- _What to work on_
Extract all of the entries and give them again, word for word.

Collection entries:
⟨

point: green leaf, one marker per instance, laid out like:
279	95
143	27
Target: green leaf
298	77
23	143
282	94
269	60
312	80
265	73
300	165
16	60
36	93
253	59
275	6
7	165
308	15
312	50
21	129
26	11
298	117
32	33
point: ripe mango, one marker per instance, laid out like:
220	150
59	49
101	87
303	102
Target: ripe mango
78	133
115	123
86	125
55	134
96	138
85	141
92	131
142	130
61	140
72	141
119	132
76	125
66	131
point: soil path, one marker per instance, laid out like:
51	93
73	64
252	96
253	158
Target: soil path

⟩

- _Task answer_
point: green leaf, one marker per instance, laid out like:
279	95
143	27
Target: green leaf
298	77
23	143
282	94
269	60
312	80
265	73
300	165
16	60
36	93
253	59
275	6
7	165
308	15
312	50
21	129
26	11
298	117
32	33
point: ripe mango, one marker per instance, laid out like:
220	150
59	49
101	87
303	102
Target: ripe mango
78	133
115	123
86	125
55	134
96	138
85	141
92	131
142	130
61	140
72	141
119	132
76	125
66	131
point: soil path, one marker per instance, laid out like:
51	93
73	64
252	96
253	158
Target: soil path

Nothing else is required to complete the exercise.